--- START OF PROVIDED DATA ---
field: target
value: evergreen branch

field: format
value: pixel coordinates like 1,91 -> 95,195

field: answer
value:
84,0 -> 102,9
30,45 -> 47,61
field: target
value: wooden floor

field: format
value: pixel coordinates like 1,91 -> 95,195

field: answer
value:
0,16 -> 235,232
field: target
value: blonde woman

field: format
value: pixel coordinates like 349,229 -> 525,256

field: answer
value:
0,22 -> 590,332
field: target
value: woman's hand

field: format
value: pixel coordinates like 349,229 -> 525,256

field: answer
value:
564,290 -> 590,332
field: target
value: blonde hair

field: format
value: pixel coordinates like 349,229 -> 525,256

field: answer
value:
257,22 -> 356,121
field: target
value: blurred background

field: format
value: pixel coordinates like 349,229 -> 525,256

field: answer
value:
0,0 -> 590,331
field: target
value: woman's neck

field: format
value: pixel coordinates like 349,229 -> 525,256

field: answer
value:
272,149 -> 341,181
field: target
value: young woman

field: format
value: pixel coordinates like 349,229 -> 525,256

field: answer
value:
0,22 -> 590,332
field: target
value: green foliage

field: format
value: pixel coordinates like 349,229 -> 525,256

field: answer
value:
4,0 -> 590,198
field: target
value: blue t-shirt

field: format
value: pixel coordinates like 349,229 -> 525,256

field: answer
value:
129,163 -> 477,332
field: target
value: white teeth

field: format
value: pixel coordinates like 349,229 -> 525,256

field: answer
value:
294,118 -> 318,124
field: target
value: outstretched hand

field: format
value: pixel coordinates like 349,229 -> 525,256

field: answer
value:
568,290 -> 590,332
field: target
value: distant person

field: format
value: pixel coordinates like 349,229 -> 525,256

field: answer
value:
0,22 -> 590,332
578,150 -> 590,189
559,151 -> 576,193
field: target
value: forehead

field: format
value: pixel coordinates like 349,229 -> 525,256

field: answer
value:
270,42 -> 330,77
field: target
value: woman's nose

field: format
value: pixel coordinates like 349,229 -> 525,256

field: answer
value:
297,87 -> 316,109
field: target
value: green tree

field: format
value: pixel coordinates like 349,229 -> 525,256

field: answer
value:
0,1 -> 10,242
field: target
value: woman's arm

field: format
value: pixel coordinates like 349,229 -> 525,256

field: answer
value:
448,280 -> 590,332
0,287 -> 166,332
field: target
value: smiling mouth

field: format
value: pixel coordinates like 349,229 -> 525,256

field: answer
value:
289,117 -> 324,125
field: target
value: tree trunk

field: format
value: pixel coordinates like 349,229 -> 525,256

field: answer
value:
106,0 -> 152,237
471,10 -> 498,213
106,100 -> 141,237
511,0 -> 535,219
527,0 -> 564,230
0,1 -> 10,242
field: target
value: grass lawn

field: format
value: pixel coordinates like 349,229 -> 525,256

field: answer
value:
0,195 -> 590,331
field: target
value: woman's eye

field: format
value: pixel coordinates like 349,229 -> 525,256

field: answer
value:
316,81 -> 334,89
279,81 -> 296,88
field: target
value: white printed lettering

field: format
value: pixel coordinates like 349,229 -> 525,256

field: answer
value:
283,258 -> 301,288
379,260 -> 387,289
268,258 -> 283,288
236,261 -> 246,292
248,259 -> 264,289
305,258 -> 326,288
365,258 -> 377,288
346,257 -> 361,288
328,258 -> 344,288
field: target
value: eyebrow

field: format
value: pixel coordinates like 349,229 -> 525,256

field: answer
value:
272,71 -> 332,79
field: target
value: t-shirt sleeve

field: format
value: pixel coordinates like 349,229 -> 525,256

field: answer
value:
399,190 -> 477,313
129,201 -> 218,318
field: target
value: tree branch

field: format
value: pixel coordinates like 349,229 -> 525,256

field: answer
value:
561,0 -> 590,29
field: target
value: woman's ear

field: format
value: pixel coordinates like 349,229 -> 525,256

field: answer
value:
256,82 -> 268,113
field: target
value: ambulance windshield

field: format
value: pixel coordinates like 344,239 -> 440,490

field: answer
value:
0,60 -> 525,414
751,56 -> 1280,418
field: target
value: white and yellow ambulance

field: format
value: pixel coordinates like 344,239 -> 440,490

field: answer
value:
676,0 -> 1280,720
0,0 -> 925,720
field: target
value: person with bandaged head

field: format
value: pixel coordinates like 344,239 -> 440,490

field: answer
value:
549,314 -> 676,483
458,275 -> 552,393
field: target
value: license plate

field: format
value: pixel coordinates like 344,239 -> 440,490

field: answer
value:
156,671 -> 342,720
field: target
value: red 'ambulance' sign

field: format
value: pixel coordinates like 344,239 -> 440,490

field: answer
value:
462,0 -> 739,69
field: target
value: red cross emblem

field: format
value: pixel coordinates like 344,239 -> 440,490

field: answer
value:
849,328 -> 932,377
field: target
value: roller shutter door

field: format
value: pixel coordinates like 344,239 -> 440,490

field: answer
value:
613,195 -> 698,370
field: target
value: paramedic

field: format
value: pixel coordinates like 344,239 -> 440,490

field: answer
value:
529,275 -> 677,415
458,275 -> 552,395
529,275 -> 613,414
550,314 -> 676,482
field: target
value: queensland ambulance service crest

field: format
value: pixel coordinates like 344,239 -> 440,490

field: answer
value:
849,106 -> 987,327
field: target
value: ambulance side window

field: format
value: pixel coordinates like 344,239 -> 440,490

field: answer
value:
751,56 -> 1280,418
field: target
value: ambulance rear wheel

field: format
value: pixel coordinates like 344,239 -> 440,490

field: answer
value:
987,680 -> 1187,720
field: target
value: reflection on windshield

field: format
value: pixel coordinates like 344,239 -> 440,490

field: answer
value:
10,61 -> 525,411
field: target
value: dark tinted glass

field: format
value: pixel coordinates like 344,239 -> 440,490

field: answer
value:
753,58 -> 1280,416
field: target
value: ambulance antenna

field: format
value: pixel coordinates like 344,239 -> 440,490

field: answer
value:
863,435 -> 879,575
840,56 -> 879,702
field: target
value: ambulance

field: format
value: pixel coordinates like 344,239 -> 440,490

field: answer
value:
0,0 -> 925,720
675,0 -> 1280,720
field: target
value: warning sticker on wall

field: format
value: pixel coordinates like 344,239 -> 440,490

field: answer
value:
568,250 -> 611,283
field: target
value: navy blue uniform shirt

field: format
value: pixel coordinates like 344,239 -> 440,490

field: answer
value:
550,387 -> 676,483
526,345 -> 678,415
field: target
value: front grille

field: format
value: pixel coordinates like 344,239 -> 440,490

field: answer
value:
--- END OF PROVIDED DATA ---
* [GOAL]: Which lines of the records contain the string "shirt"? Extract each of them in full.

* [FULL ANSWER]:
value: blue t-shirt
value: t-shirt sleeve
value: navy blue uniform shirt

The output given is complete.